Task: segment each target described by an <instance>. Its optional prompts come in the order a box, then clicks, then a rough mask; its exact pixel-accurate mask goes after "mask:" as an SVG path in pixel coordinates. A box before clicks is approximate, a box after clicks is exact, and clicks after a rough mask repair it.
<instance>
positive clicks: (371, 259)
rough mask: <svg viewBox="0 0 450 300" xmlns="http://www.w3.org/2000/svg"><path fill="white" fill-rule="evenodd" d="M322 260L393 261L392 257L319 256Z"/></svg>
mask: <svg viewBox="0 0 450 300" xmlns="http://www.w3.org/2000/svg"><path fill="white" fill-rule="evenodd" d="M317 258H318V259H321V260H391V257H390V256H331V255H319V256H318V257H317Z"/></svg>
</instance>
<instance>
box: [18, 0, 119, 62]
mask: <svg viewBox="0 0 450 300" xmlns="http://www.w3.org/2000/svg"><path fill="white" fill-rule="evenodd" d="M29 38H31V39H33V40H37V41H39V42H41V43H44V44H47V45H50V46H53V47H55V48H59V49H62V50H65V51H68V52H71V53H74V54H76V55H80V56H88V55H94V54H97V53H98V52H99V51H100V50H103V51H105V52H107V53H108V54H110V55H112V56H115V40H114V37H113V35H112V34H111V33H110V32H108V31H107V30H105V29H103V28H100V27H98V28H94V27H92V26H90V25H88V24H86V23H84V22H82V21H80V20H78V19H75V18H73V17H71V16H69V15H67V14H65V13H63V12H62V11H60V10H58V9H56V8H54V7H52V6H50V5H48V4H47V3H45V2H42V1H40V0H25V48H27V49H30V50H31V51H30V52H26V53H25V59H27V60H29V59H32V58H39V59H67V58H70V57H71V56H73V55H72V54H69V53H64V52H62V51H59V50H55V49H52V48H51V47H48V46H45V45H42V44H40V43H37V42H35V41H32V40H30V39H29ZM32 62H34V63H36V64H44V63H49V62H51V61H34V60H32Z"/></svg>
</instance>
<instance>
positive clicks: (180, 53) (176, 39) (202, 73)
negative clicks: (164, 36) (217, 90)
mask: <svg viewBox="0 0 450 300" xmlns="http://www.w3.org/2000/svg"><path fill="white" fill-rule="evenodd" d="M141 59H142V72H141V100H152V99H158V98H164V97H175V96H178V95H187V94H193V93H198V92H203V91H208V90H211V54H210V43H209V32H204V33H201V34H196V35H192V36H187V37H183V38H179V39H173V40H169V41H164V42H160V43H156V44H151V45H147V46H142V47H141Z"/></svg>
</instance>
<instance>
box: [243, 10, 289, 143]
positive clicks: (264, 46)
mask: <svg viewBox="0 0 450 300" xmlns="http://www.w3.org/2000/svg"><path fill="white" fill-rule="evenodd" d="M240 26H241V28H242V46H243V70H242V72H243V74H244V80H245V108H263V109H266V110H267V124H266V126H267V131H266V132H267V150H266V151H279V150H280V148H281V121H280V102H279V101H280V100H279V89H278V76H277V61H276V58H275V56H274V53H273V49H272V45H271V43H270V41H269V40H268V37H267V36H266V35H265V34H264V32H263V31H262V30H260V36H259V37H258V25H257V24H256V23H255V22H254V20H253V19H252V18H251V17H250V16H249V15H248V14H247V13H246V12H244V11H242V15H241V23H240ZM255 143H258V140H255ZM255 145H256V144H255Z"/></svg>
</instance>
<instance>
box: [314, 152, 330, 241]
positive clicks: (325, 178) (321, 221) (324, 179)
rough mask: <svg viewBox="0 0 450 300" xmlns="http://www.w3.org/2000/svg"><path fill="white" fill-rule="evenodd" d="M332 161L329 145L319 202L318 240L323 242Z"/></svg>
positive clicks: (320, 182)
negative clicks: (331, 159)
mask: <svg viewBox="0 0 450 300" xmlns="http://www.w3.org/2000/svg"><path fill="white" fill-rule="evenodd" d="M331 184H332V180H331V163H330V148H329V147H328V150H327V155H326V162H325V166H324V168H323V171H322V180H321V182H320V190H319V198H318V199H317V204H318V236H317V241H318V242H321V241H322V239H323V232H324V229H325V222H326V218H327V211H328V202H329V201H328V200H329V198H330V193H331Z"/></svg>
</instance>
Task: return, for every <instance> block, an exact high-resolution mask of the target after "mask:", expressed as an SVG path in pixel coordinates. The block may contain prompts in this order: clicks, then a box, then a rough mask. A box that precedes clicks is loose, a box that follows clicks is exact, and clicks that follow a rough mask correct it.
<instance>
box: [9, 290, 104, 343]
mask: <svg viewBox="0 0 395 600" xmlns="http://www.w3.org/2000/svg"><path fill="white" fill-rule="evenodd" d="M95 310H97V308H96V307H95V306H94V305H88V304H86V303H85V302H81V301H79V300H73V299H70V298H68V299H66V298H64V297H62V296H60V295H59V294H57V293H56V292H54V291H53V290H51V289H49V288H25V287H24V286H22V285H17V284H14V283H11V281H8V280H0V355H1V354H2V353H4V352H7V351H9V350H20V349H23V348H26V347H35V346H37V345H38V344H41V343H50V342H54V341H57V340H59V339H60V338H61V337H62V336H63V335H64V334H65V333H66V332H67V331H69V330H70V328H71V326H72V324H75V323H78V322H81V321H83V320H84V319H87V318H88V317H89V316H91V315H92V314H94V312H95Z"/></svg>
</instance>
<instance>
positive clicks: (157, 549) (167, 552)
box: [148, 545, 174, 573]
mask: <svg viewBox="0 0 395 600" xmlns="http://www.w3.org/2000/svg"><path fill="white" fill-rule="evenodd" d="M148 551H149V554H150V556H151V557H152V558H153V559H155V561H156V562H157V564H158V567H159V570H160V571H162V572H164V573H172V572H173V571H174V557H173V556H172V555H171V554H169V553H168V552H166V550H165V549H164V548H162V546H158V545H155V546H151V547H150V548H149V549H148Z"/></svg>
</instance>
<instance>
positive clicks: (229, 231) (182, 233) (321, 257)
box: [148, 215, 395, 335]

▸ WORK ITEM
An identical copy of the entries above is the expected result.

▸ RESULT FOR THIS TASK
Task: segment each target described by an <instance>. Its optional prompts come in the order a box, then clicks, then a rough mask; its exact pixel-accurate mask goes after "mask:" as an SVG path in pixel coordinates. A box before clicks is approximate, a box after clicks is exact, and clicks after a rough mask repair it.
<instance>
positive clicks: (371, 259)
rough mask: <svg viewBox="0 0 450 300" xmlns="http://www.w3.org/2000/svg"><path fill="white" fill-rule="evenodd" d="M322 260L393 261L392 257L319 256Z"/></svg>
mask: <svg viewBox="0 0 450 300" xmlns="http://www.w3.org/2000/svg"><path fill="white" fill-rule="evenodd" d="M317 258H318V259H321V260H391V257H390V256H331V255H319V256H318V257H317Z"/></svg>
</instance>
<instance>
box: [18, 0, 119, 62]
mask: <svg viewBox="0 0 450 300" xmlns="http://www.w3.org/2000/svg"><path fill="white" fill-rule="evenodd" d="M29 38H31V39H33V40H37V41H39V42H41V43H44V44H47V45H50V46H53V47H55V48H59V49H62V50H65V51H68V52H71V53H74V54H76V55H80V56H88V55H94V54H97V53H98V52H99V51H100V50H103V51H105V52H107V53H108V54H110V55H112V56H115V40H114V37H113V35H112V34H111V33H110V32H108V31H107V30H105V29H103V28H100V27H98V28H94V27H92V26H90V25H88V24H86V23H84V22H82V21H80V20H78V19H75V18H73V17H71V16H69V15H67V14H65V13H63V12H62V11H60V10H58V9H56V8H54V7H52V6H50V5H48V4H47V3H45V2H42V1H40V0H25V48H27V49H30V50H31V51H30V52H26V53H25V59H27V60H29V59H32V58H39V59H67V58H70V57H71V56H73V55H72V54H69V53H64V52H62V51H59V50H55V49H52V48H51V47H48V46H45V45H42V44H40V43H37V42H35V41H32V40H30V39H29ZM32 62H34V63H36V64H44V63H49V62H51V61H34V60H32Z"/></svg>
</instance>
<instance>
positive clicks: (180, 53) (176, 39) (202, 73)
negative clicks: (164, 36) (217, 90)
mask: <svg viewBox="0 0 450 300" xmlns="http://www.w3.org/2000/svg"><path fill="white" fill-rule="evenodd" d="M141 59H142V72H141V100H152V99H158V98H164V97H175V96H178V95H187V94H193V93H198V92H203V91H208V90H211V54H210V43H209V32H204V33H201V34H196V35H192V36H187V37H183V38H179V39H173V40H169V41H164V42H160V43H156V44H151V45H147V46H142V47H141Z"/></svg>
</instance>
<instance>
box: [243, 10, 289, 143]
positive clicks: (264, 46)
mask: <svg viewBox="0 0 450 300" xmlns="http://www.w3.org/2000/svg"><path fill="white" fill-rule="evenodd" d="M240 26H241V28H242V46H243V70H242V72H243V74H244V80H245V108H263V109H266V110H267V124H266V126H267V131H266V132H267V150H266V151H279V150H280V148H281V121H280V102H279V101H280V100H279V89H278V76H277V61H276V58H275V56H274V53H273V49H272V45H271V43H270V41H269V40H268V37H267V36H266V35H265V34H264V32H263V31H262V30H260V36H259V37H258V25H257V24H256V23H255V22H254V20H253V19H252V18H251V17H250V16H249V15H248V14H247V13H246V12H244V11H242V15H241V23H240ZM255 143H258V140H255ZM255 145H256V144H255Z"/></svg>
</instance>
<instance>
box: [314, 152, 330, 241]
positive clicks: (325, 178) (321, 221) (324, 179)
rough mask: <svg viewBox="0 0 450 300" xmlns="http://www.w3.org/2000/svg"><path fill="white" fill-rule="evenodd" d="M332 161L329 145L319 202L318 240L323 242Z"/></svg>
positive clicks: (320, 182)
negative clicks: (331, 159)
mask: <svg viewBox="0 0 450 300" xmlns="http://www.w3.org/2000/svg"><path fill="white" fill-rule="evenodd" d="M331 184H332V180H331V163H330V148H329V147H328V150H327V155H326V162H325V166H324V168H323V171H322V180H321V182H320V190H319V198H318V199H317V204H318V236H317V241H318V242H321V241H322V239H323V232H324V229H325V222H326V218H327V211H328V202H329V201H328V200H329V198H330V193H331Z"/></svg>
</instance>
Task: return, for every <instance> block, an exact high-resolution mask of the target after "mask:", expressed as an SVG path in pixel coordinates. The block may contain prompts in this order: clicks, then a box, then a rough mask. A box that precedes clicks is loose, a box that follows clicks is exact, and clicks that follow a rough mask correct it.
<instance>
box: [9, 290, 104, 343]
mask: <svg viewBox="0 0 395 600" xmlns="http://www.w3.org/2000/svg"><path fill="white" fill-rule="evenodd" d="M95 310H97V308H96V307H95V306H94V305H88V304H86V303H85V302H81V301H79V300H73V299H70V298H68V299H66V298H64V297H62V296H60V295H59V294H57V293H56V292H54V291H53V290H51V289H49V288H25V287H24V286H22V285H17V284H14V283H11V281H8V280H0V355H1V354H2V353H4V352H7V351H9V350H20V349H23V348H26V347H35V346H37V345H38V344H41V343H50V342H54V341H57V340H59V339H60V338H61V337H62V336H63V335H64V334H65V333H66V332H67V331H69V330H70V328H71V326H72V324H75V323H78V322H81V321H83V320H84V319H87V318H88V317H89V316H91V315H92V314H94V312H95Z"/></svg>
</instance>
<instance>
positive clicks: (157, 549) (167, 552)
box: [148, 545, 174, 573]
mask: <svg viewBox="0 0 395 600" xmlns="http://www.w3.org/2000/svg"><path fill="white" fill-rule="evenodd" d="M148 551H149V554H150V556H151V557H152V558H153V559H155V561H156V562H157V564H158V567H159V570H160V571H162V572H164V573H172V572H173V571H174V557H173V556H172V555H171V554H169V553H168V552H166V550H165V549H164V548H162V546H158V545H155V546H151V547H150V548H149V549H148Z"/></svg>
</instance>
<instance>
positive clicks: (229, 231) (182, 233) (321, 257)
box: [148, 215, 395, 335]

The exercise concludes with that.